## REQUIREMENTS
Select each line in the rows below that contains the word "instance", and copy those lines.
— Begin —
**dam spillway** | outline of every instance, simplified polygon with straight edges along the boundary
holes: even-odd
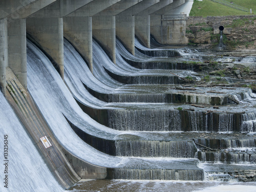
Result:
[[[239,101],[240,105],[228,100],[227,97],[226,99],[223,97],[222,100],[226,99],[226,103],[220,102],[219,109],[214,110],[216,104],[200,98],[200,93],[194,93],[198,97],[194,101],[190,96],[190,100],[178,99],[168,103],[162,100],[159,103],[160,99],[158,98],[155,100],[158,102],[154,103],[155,99],[153,99],[146,103],[145,100],[152,99],[150,97],[154,95],[151,90],[153,86],[129,87],[108,76],[102,65],[97,66],[100,72],[93,77],[78,53],[72,50],[71,53],[76,55],[74,58],[80,59],[80,62],[74,62],[70,55],[70,46],[65,41],[67,62],[65,84],[47,57],[28,40],[29,90],[52,132],[66,150],[84,161],[108,167],[111,170],[108,178],[111,179],[198,181],[207,179],[205,176],[210,175],[210,179],[217,180],[236,178],[242,180],[239,175],[235,177],[238,176],[236,172],[238,166],[234,164],[249,163],[250,168],[254,170],[255,152],[251,148],[255,145],[253,123],[255,115],[251,112],[253,110],[247,112],[243,108],[246,107],[246,111],[253,109],[255,96],[250,89],[238,88],[228,94],[236,98],[234,100]],[[102,53],[98,45],[95,47],[95,54]],[[101,58],[104,60],[105,57]],[[108,57],[105,58],[108,61]],[[72,66],[74,63],[79,65]],[[111,65],[114,64],[108,65],[110,69]],[[116,66],[114,68],[113,72],[118,69]],[[131,68],[133,73],[136,72],[139,75],[142,73],[137,69]],[[96,68],[96,74],[97,70]],[[123,69],[120,71],[119,74],[126,75]],[[148,70],[145,73],[154,75],[163,72]],[[167,87],[165,90],[172,92],[173,85],[159,86]],[[174,92],[181,91],[178,88],[182,87],[175,86],[177,89]],[[186,91],[197,93],[197,90],[191,90],[192,87]],[[95,91],[95,94],[99,92],[123,96],[131,94],[136,96],[142,91],[147,93],[144,93],[145,97],[140,97],[139,100],[135,96],[129,102],[127,101],[130,99],[126,98],[125,102],[114,102],[93,97],[89,87]],[[200,89],[200,91],[204,90]],[[207,89],[205,89],[206,92],[209,91]],[[226,89],[226,92],[228,90]],[[183,93],[182,95],[189,95]],[[42,98],[42,95],[45,97]],[[164,97],[159,96],[159,98]],[[192,108],[191,103],[204,105],[204,109]],[[227,103],[229,110],[234,110],[233,113],[225,112]],[[242,105],[244,105],[241,108]],[[82,111],[82,106],[91,111]],[[99,111],[101,114],[106,113],[107,116],[101,116]],[[96,113],[97,118],[93,120],[91,113]],[[102,117],[108,117],[107,124],[97,122]],[[230,133],[232,132],[236,134]],[[244,139],[244,137],[248,139]],[[70,139],[75,141],[71,143],[69,141]],[[102,147],[102,145],[109,146]],[[84,152],[82,153],[81,148]],[[224,172],[214,166],[215,163],[220,162],[227,169],[233,170],[229,174],[225,173],[224,178]],[[77,167],[76,170],[81,174],[82,170]],[[245,166],[243,168],[239,174],[246,175]]]
[[[66,42],[67,44],[68,42]],[[65,46],[68,46],[68,45],[65,44]],[[29,49],[31,49],[29,48]],[[28,51],[29,52],[29,51]],[[69,59],[70,60],[71,57],[69,57]],[[49,65],[49,64],[48,64]],[[83,137],[85,137],[84,135],[86,133],[89,134],[91,135],[94,135],[94,137],[101,137],[104,139],[106,140],[113,140],[114,141],[114,143],[115,144],[112,144],[113,148],[109,148],[108,150],[109,151],[109,153],[112,154],[115,154],[115,155],[119,156],[119,157],[131,157],[131,156],[136,156],[136,157],[152,157],[152,158],[154,158],[157,157],[169,157],[172,158],[174,158],[177,159],[179,162],[180,162],[181,159],[184,159],[183,158],[188,158],[187,159],[190,159],[190,158],[193,158],[193,159],[195,159],[195,158],[197,157],[198,157],[198,158],[201,160],[201,161],[204,162],[206,162],[207,161],[212,162],[212,159],[209,159],[206,157],[208,157],[208,155],[210,156],[212,156],[212,155],[215,156],[214,159],[216,160],[216,161],[219,161],[218,160],[220,159],[218,159],[217,157],[219,155],[218,153],[214,153],[211,154],[210,155],[208,155],[209,152],[206,152],[203,149],[200,150],[200,145],[197,145],[195,143],[198,143],[201,144],[203,146],[205,146],[206,147],[211,148],[218,148],[219,147],[237,147],[237,146],[234,145],[228,145],[226,143],[228,143],[228,142],[233,143],[234,140],[235,141],[239,141],[237,139],[232,139],[229,138],[228,136],[224,137],[224,138],[218,138],[218,136],[221,137],[222,135],[220,134],[219,133],[221,132],[230,132],[233,130],[234,127],[240,127],[241,124],[246,124],[246,122],[250,121],[251,120],[253,120],[254,119],[253,115],[249,115],[247,113],[245,114],[237,114],[237,116],[238,115],[240,116],[239,119],[240,119],[241,122],[239,123],[238,125],[233,123],[233,122],[236,119],[234,117],[233,114],[228,114],[225,113],[224,114],[218,114],[218,112],[216,112],[216,114],[212,114],[211,113],[210,114],[205,114],[205,112],[203,111],[200,111],[200,110],[196,110],[195,111],[179,111],[178,110],[175,109],[175,106],[174,106],[174,103],[169,103],[166,104],[163,103],[161,104],[160,103],[154,104],[152,103],[149,103],[148,104],[145,104],[145,103],[135,103],[134,102],[132,103],[127,103],[127,102],[119,102],[119,103],[108,103],[106,102],[104,102],[101,100],[97,100],[96,98],[92,97],[91,95],[88,92],[88,91],[87,89],[86,89],[86,87],[84,85],[87,87],[91,86],[91,83],[92,82],[90,82],[91,79],[88,78],[82,78],[82,76],[79,76],[79,73],[76,73],[72,72],[75,69],[75,67],[74,66],[72,68],[70,67],[70,65],[72,65],[71,63],[68,63],[66,65],[67,66],[67,68],[66,71],[67,76],[66,76],[66,82],[67,83],[68,86],[70,90],[72,91],[72,94],[73,96],[77,99],[77,100],[79,100],[81,102],[81,103],[83,103],[83,105],[87,105],[88,107],[91,107],[92,108],[94,108],[95,110],[106,110],[108,111],[108,113],[109,114],[109,118],[110,121],[109,122],[108,126],[110,128],[108,128],[106,127],[104,127],[104,126],[101,126],[101,127],[100,128],[98,131],[94,128],[94,126],[96,126],[99,129],[100,127],[99,126],[99,125],[96,125],[97,123],[96,121],[92,120],[90,119],[90,117],[88,116],[86,116],[85,114],[83,113],[83,112],[81,112],[80,109],[77,108],[75,111],[77,111],[76,112],[72,112],[71,110],[70,106],[68,106],[67,105],[68,102],[66,101],[63,101],[66,100],[65,98],[62,98],[62,99],[60,100],[61,102],[64,102],[63,104],[64,106],[66,106],[65,108],[67,107],[67,109],[69,109],[68,110],[61,110],[62,113],[65,116],[66,119],[68,119],[69,121],[69,123],[70,124],[73,124],[75,125],[76,128],[74,130],[75,132],[78,134],[79,137],[83,139]],[[83,66],[80,66],[81,68],[80,68],[80,71],[84,71],[86,72],[86,74],[88,75],[90,75],[90,73],[88,72],[88,69],[84,70],[86,69],[88,69],[87,66],[85,63],[83,63]],[[29,69],[30,69],[29,67]],[[52,68],[52,67],[50,66],[46,66],[47,67],[46,69],[48,69],[49,70],[50,70],[51,74],[56,73],[56,72],[54,72],[54,69]],[[29,75],[29,79],[33,79],[34,78],[30,77],[30,75],[32,75],[33,74],[38,74],[39,72],[38,71],[38,69],[36,68],[34,68],[33,70],[35,71],[35,72],[31,73],[30,74],[31,75]],[[31,69],[32,69],[31,68]],[[52,69],[50,69],[52,68]],[[53,71],[52,71],[53,70]],[[76,71],[78,72],[79,70]],[[35,71],[38,71],[37,72],[35,72]],[[40,72],[42,73],[42,72]],[[45,74],[47,73],[46,71],[43,73]],[[151,73],[149,72],[149,73]],[[83,73],[84,74],[85,73]],[[106,76],[106,74],[105,73],[105,76]],[[31,76],[32,77],[32,76]],[[38,79],[38,78],[34,77],[35,79]],[[56,77],[54,77],[55,79]],[[41,77],[41,79],[45,79],[45,77]],[[47,77],[47,79],[49,77]],[[92,78],[93,78],[93,77]],[[74,79],[77,79],[77,81],[74,81]],[[98,79],[96,80],[94,83],[97,82],[98,83],[98,86],[97,87],[97,89],[99,89],[99,90],[101,90],[101,91],[104,91],[105,93],[109,93],[115,91],[115,90],[120,90],[120,88],[124,85],[122,83],[120,83],[118,82],[115,82],[115,83],[111,84],[110,82],[108,82],[106,83],[105,81],[102,80],[102,76],[100,77],[100,78],[98,77]],[[38,79],[39,80],[39,79]],[[54,81],[58,82],[58,83],[54,86],[52,80],[50,82],[52,82],[50,83],[50,84],[53,86],[54,87],[54,90],[53,90],[53,88],[51,88],[52,91],[48,90],[49,92],[54,93],[56,92],[56,90],[59,89],[58,86],[60,86],[62,83],[61,80],[55,80]],[[72,81],[73,81],[72,82]],[[112,80],[112,81],[113,81]],[[80,81],[80,82],[79,82]],[[29,81],[30,82],[30,81]],[[82,83],[81,83],[82,82]],[[40,84],[48,84],[49,83],[47,83],[46,82],[44,82],[44,83],[40,83]],[[32,81],[29,83],[29,84],[31,85],[30,86],[32,86],[31,88],[32,91],[31,92],[33,93],[35,91],[35,93],[38,92],[35,88],[33,88],[35,83]],[[58,84],[58,86],[57,86]],[[78,85],[80,84],[80,87],[77,87]],[[75,87],[76,85],[76,87]],[[57,86],[57,87],[56,87]],[[61,86],[62,87],[62,89],[64,89],[65,86]],[[64,86],[64,87],[63,87]],[[92,88],[93,88],[92,86]],[[105,89],[101,89],[100,88],[105,88]],[[48,87],[47,89],[50,89],[50,87]],[[65,88],[65,89],[66,88]],[[133,90],[132,88],[129,89],[129,92],[132,91]],[[134,93],[134,94],[136,94],[136,89],[133,91]],[[61,92],[63,92],[62,91]],[[66,91],[63,93],[66,92]],[[249,90],[248,90],[248,95],[247,97],[246,96],[241,97],[240,98],[243,100],[246,100],[248,97],[251,97],[250,95],[251,95],[252,96],[253,96],[252,93],[250,92]],[[123,93],[123,94],[125,94]],[[34,94],[32,93],[32,96]],[[65,94],[67,94],[66,93]],[[36,94],[34,95],[38,95]],[[60,95],[59,94],[57,94],[58,95]],[[37,96],[38,97],[38,96]],[[52,96],[52,98],[55,98],[56,96],[54,96],[53,95]],[[59,97],[59,96],[58,96]],[[68,98],[70,98],[69,99],[71,99],[71,97],[70,96],[69,96]],[[88,97],[89,98],[88,100],[84,98]],[[56,99],[57,99],[56,97]],[[250,97],[250,98],[251,97]],[[90,98],[90,99],[89,99]],[[34,98],[35,99],[35,98]],[[37,100],[38,102],[38,105],[41,105],[41,107],[43,107],[42,106],[45,105],[45,102],[44,101],[40,101],[41,99],[39,99],[39,97],[38,97],[37,99],[35,99],[35,100]],[[95,102],[96,101],[96,102]],[[74,103],[74,101],[72,101],[72,105],[74,106],[76,105],[75,103]],[[229,101],[229,104],[231,104],[231,101]],[[40,104],[41,103],[41,104]],[[101,103],[100,104],[96,104],[96,103]],[[44,103],[44,104],[43,104]],[[207,103],[208,104],[208,103]],[[176,105],[177,107],[178,106],[181,106],[181,103],[178,103]],[[186,104],[182,104],[185,106]],[[63,105],[63,104],[62,104]],[[71,106],[71,105],[70,105]],[[173,108],[173,110],[168,109],[167,108],[170,108],[172,106]],[[210,108],[211,106],[209,106]],[[225,106],[223,106],[225,108]],[[44,107],[46,108],[45,106]],[[61,107],[62,108],[62,107]],[[73,107],[72,107],[73,108]],[[164,110],[164,108],[166,108],[166,110]],[[61,109],[59,106],[54,108],[56,109]],[[120,109],[122,108],[122,109]],[[164,109],[163,109],[164,108]],[[45,108],[46,110],[47,108]],[[127,110],[127,109],[129,109]],[[143,111],[144,110],[144,111]],[[218,110],[216,110],[218,111]],[[78,114],[78,116],[77,115],[74,115],[75,114],[77,114],[78,111],[80,111]],[[163,112],[165,112],[166,115],[163,116]],[[86,113],[86,111],[85,111]],[[47,113],[46,111],[46,113]],[[58,112],[59,113],[59,112]],[[124,117],[121,117],[121,115],[118,115],[119,113],[123,113],[125,114],[124,115]],[[47,116],[47,113],[46,115]],[[149,114],[151,114],[151,115],[149,115]],[[184,114],[183,114],[185,113]],[[137,116],[135,115],[136,114],[137,114]],[[90,114],[89,114],[90,115]],[[114,115],[112,117],[112,115]],[[117,116],[115,116],[118,115]],[[158,117],[159,115],[159,117]],[[49,115],[48,115],[49,116]],[[184,116],[184,117],[181,117],[182,116]],[[79,117],[79,116],[80,116]],[[82,116],[82,119],[81,119],[81,117]],[[143,116],[144,116],[144,119],[143,120]],[[185,119],[185,117],[188,117],[188,119],[190,119],[189,122],[187,123],[186,125],[184,125],[184,121],[182,120]],[[219,122],[217,124],[215,122],[216,121],[215,120],[214,120],[214,116],[218,117],[217,119],[218,120],[217,122]],[[173,117],[172,118],[171,117]],[[49,117],[50,118],[50,117]],[[63,117],[62,117],[63,118]],[[84,119],[86,118],[86,119]],[[134,119],[132,119],[132,118]],[[217,117],[215,117],[217,118]],[[84,120],[81,121],[81,119],[84,119]],[[55,116],[54,118],[54,120],[52,120],[53,121],[56,121],[56,117]],[[86,120],[87,119],[87,120]],[[125,123],[122,123],[122,119],[123,119],[125,121]],[[165,119],[165,120],[164,120]],[[230,120],[229,120],[230,119]],[[115,120],[116,123],[115,124],[110,123],[110,122],[113,122],[113,121]],[[167,123],[166,121],[167,121]],[[215,122],[215,123],[214,123]],[[134,125],[132,125],[131,124],[131,123],[134,123],[135,124]],[[95,124],[96,123],[96,124]],[[121,123],[121,124],[120,124]],[[127,124],[124,124],[127,123]],[[156,124],[159,123],[159,124]],[[183,125],[182,124],[183,124]],[[215,128],[214,129],[212,128],[214,127],[214,124],[215,124],[215,126],[216,126],[217,128]],[[118,124],[123,124],[123,126],[125,127],[127,127],[127,130],[123,129],[118,129],[119,127]],[[170,125],[168,125],[169,124]],[[234,125],[236,124],[236,125]],[[151,128],[150,128],[148,125],[151,126]],[[69,125],[68,125],[68,126]],[[166,129],[166,126],[168,127],[167,129]],[[182,129],[182,127],[183,126],[185,127],[187,130]],[[89,129],[89,127],[91,128]],[[87,128],[88,127],[88,128]],[[134,127],[132,128],[132,127]],[[141,129],[143,127],[144,129]],[[165,128],[164,128],[165,127]],[[207,128],[208,127],[208,128]],[[112,128],[112,129],[111,129]],[[163,129],[164,128],[164,129]],[[69,128],[70,129],[70,127]],[[238,129],[238,128],[236,128]],[[115,130],[116,130],[115,131]],[[78,131],[78,130],[80,130]],[[101,130],[101,131],[100,131]],[[127,132],[126,134],[123,133],[122,132],[124,131],[136,131],[136,132]],[[186,131],[183,133],[183,131]],[[188,131],[192,131],[191,135],[187,132]],[[213,134],[210,134],[209,133],[207,134],[209,136],[208,137],[212,137],[211,139],[203,139],[204,137],[205,137],[205,135],[203,133],[205,132],[212,132],[214,131],[216,132],[216,135],[212,135],[211,136],[211,134],[213,135]],[[142,131],[142,132],[141,132]],[[145,133],[144,132],[148,132],[147,133]],[[141,133],[140,133],[141,132]],[[199,132],[199,133],[197,133],[197,132]],[[247,132],[247,131],[246,131]],[[253,134],[253,131],[251,132]],[[83,133],[84,133],[83,134]],[[168,133],[167,134],[167,133]],[[186,136],[186,134],[187,135]],[[238,134],[238,135],[240,137],[242,137],[242,134]],[[88,136],[87,136],[88,137]],[[86,137],[84,137],[85,138]],[[88,138],[88,137],[87,137]],[[199,138],[201,139],[199,139]],[[253,137],[252,137],[253,138]],[[94,142],[95,142],[98,139],[95,139]],[[90,143],[90,142],[86,139],[84,140],[85,142],[89,142],[88,144],[93,145],[93,144],[92,143]],[[203,142],[203,141],[204,141]],[[218,145],[218,143],[220,143],[219,142],[221,142],[220,143],[226,143],[226,145],[224,144],[223,144],[221,145]],[[239,142],[239,141],[238,141]],[[254,140],[252,139],[251,141],[250,141],[251,145],[248,145],[248,147],[253,147],[255,146]],[[107,143],[106,142],[103,143]],[[207,143],[212,143],[211,145],[209,145]],[[95,145],[94,146],[97,146],[99,147],[99,150],[102,151],[103,150],[99,148],[100,147],[99,145]],[[137,151],[138,148],[140,148],[141,150],[140,151]],[[184,148],[186,148],[186,150],[184,151],[183,153],[180,153],[181,151],[184,151]],[[199,152],[198,152],[198,150],[199,150]],[[200,151],[202,150],[202,151]],[[112,152],[111,152],[112,151]],[[113,152],[114,151],[114,152]],[[148,151],[148,152],[147,152]],[[105,151],[105,152],[107,152]],[[227,154],[227,152],[225,153],[225,154]],[[234,152],[236,153],[235,152]],[[215,154],[215,155],[214,155]],[[222,155],[221,156],[224,156],[224,155]],[[232,155],[231,156],[232,156]],[[231,158],[226,158],[225,160],[223,160],[222,161],[225,162],[241,162],[241,160],[235,160],[236,155],[233,155],[233,157]],[[250,155],[251,157],[252,160],[251,162],[253,162],[252,157],[253,155]],[[182,159],[180,159],[180,158]],[[231,159],[230,159],[231,158]],[[244,157],[240,158],[240,159],[244,159],[244,162],[250,162],[250,161],[245,160],[245,159],[246,158]],[[246,159],[248,159],[247,158]],[[233,160],[232,160],[233,159]],[[165,161],[166,160],[165,159]],[[161,162],[161,160],[160,160]],[[215,160],[214,161],[214,162]],[[102,164],[101,164],[102,165]],[[102,165],[101,165],[102,166]],[[131,165],[132,167],[132,165]],[[230,165],[231,166],[231,165]],[[114,169],[114,178],[122,178],[122,179],[133,179],[133,177],[134,177],[134,178],[137,178],[138,179],[154,179],[154,178],[157,178],[157,179],[160,179],[159,177],[155,177],[155,176],[150,176],[148,174],[148,173],[145,172],[143,173],[141,173],[142,175],[144,175],[145,177],[137,178],[135,176],[136,173],[135,173],[135,170],[134,169],[129,169],[129,170],[125,170],[123,169],[122,168],[117,168],[117,169]],[[129,171],[128,171],[129,170]],[[127,172],[128,171],[128,172]],[[164,174],[163,172],[162,172],[161,174],[167,174],[167,175],[170,175],[170,177],[169,178],[170,179],[181,179],[182,177],[184,179],[188,179],[187,176],[186,176],[184,173],[180,173],[178,174],[181,174],[183,175],[183,176],[179,176],[179,177],[174,177],[173,176],[171,176],[172,171],[169,172],[169,173]],[[198,175],[198,170],[195,170],[195,175]],[[189,172],[190,172],[190,170]],[[158,174],[157,173],[160,174],[160,172],[154,172],[154,174]],[[191,174],[188,173],[188,174],[190,175]],[[176,174],[177,175],[177,174]],[[145,176],[147,175],[148,177],[146,177]],[[125,177],[127,177],[125,178]],[[165,177],[162,178],[162,179],[166,179],[166,178]],[[198,176],[193,176],[191,177],[191,179],[199,179],[199,177]],[[203,179],[202,176],[201,176],[201,179]],[[144,178],[144,179],[143,179]],[[197,178],[197,179],[195,179]],[[188,179],[190,180],[190,179]]]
— End —
## COMPLETE RESPONSE
**dam spillway** | outline of every instance, simplified polygon with straight edges along the boundary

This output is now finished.